Problem statement: Extract every line in the records below that contains the string "Query" and copy each one in full. Matching is case-sensitive.

───

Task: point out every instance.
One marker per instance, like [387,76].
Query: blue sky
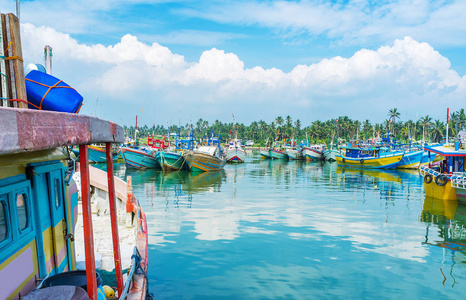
[177,61]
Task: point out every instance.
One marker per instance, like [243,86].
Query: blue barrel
[58,95]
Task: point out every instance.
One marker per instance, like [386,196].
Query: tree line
[340,129]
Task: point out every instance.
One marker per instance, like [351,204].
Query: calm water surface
[292,230]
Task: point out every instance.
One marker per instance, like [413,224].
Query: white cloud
[407,69]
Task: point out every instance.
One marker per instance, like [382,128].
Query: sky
[174,62]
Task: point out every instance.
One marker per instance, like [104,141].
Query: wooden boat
[39,206]
[139,158]
[411,160]
[294,153]
[265,154]
[277,154]
[314,152]
[330,154]
[371,158]
[205,159]
[235,152]
[444,180]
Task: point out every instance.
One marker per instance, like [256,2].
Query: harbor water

───

Problem solution:
Query: blue sky
Query: blue barrel
Query: tree line
Query: calm water surface
Query: white cloud
Query: sky
Query: wooden boat
Query: harbor water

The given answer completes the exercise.